WHAT THE TASK ASKS: Copy out the complete listing, word for word.

EXTRACTED MATERIAL:
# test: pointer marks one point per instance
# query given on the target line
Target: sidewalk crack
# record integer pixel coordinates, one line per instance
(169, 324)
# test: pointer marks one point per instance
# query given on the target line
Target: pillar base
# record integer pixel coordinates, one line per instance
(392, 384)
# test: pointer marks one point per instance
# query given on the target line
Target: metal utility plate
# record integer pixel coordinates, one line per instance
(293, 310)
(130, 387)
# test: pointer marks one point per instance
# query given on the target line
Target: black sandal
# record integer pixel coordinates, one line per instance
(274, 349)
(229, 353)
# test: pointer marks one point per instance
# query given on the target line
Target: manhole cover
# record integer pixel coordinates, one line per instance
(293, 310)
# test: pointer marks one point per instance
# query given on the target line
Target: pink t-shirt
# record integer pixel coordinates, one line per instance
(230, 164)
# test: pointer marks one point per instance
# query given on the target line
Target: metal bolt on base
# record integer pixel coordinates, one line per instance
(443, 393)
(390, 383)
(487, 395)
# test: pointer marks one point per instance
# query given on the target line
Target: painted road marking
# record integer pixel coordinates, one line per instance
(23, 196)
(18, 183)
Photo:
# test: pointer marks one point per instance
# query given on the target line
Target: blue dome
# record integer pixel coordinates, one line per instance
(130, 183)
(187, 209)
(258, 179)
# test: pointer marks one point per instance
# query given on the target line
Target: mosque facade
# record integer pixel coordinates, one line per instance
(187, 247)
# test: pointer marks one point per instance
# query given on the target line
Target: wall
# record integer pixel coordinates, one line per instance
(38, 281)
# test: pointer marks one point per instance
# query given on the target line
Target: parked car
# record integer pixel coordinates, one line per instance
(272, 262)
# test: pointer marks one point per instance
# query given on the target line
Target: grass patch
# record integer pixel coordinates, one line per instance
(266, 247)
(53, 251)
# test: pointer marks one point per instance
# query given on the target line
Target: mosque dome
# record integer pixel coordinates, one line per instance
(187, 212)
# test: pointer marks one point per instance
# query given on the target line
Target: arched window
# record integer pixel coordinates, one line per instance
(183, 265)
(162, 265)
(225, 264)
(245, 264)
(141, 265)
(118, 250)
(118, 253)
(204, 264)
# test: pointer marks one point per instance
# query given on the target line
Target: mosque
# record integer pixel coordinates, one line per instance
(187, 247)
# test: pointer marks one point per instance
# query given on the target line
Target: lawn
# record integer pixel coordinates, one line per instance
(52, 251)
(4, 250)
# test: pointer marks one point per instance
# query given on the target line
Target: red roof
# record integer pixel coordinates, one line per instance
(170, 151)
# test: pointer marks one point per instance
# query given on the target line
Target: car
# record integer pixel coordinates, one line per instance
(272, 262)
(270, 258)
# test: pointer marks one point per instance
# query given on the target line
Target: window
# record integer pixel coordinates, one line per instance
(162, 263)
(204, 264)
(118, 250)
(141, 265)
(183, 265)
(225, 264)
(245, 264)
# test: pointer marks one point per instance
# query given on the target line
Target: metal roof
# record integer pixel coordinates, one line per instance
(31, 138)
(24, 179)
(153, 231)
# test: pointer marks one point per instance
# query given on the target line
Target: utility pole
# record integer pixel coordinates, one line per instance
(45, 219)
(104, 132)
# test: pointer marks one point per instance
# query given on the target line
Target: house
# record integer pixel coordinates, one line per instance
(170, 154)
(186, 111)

TASK OUTPUT:
# test: pointer marks one point per instance
# query given on the target line
Target: sidewalk crack
# record integer pixel coordinates, one line per instance
(169, 324)
# test: pointer marks one point per instance
# query given on the target line
Target: pillar base
# record integer pixel coordinates, one line per instance
(392, 384)
# test: pointer marks one point per instance
# query given on the target line
Target: metal utility plate
# record integer pixel coordinates, one line per instance
(293, 310)
(130, 387)
# test: pointer marks one point per instance
# query given on the target line
Target: black sandal
# record integer pixel coordinates, one line per instance
(274, 349)
(229, 353)
# test: pointer marks one point per instance
# query given on the target line
Target: manhole cover
# record integer pixel coordinates, one line per instance
(293, 310)
# test: pointer marks one point per instance
# query given on the target line
Target: pink t-shirt
# record integer pixel coordinates, one line per instance
(230, 164)
# test: pointer marks one point per instance
# query given on the target line
Target: metal bolt on base
# record integer pixel coordinates, one line per instance
(443, 393)
(390, 383)
(487, 395)
# test: pointer marks one point per instance
# query given on the target line
Target: painted road marking
# record integer pixel coordinates, one line per instance
(23, 196)
(18, 183)
Photo:
# test: pointer marks one point per instance
# query given on the target line
Target: blue dome
# record integer pixel coordinates, one line per instance
(130, 183)
(187, 209)
(258, 179)
# test: pointer marks one point per instance
# query given on the target line
Target: mosque facade
# record integer pixel coordinates, one line per instance
(187, 247)
# test: pointer marks one point per instance
# query given on the target line
Target: wall
# record integer pixel coordinates, one line per instance
(38, 281)
# test: pointer marks one point per instance
# query given on the target line
Target: parked car
# record integer pixel coordinates, one line per instance
(272, 262)
# test: pointer marks one point per instance
# query given on the target line
Target: grass patch
# record integer pixel coordinates, one line per instance
(266, 247)
(53, 251)
# test: pointer marks one point per instance
# query given on the target line
Target: mosque dome
# record integer pixel coordinates, one line per instance
(187, 212)
# test: pointer marks one point per instance
# query given on the target line
Target: arched window
# record integer pixel coordinates, one line per instance
(183, 265)
(162, 265)
(225, 264)
(245, 264)
(141, 265)
(118, 250)
(118, 253)
(204, 264)
# test: pointer marks one point per instance
# query given on the target line
Target: mosque
# record integer pixel coordinates, one line per instance
(187, 247)
# test: pointer marks one point per instance
# query given on the target line
Target: lawn
# record integer pixel coordinates, one line per instance
(52, 251)
(4, 250)
# test: pointer marks one point per instance
# query given on the target line
Target: red roof
# record integer pixel coordinates, one line per instance
(170, 151)
# test: pointer marks one point per instance
# query given on the target line
Target: car
# record integer pixel coordinates, one line per instance
(272, 262)
(270, 258)
# test: pointer marks one point per instance
# query given on the target line
Target: window
# record integer pixel coordinates, one line per instance
(162, 263)
(204, 264)
(118, 250)
(141, 265)
(183, 265)
(225, 264)
(245, 264)
# test: pointer marks one point per instance
# query given on the target line
Target: metal roof
# record integer pixel coordinates, one line per instance
(31, 138)
(24, 179)
(153, 231)
# test: pointer marks one point per instance
# query given on the target line
Target: utility pole
# record integer pixel coordinates, one line per instance
(45, 219)
(104, 132)
# test: pointer marks one point per instance
# query given on the target line
Target: house
# record integer pixel coordinates, one line per instance
(170, 154)
(186, 111)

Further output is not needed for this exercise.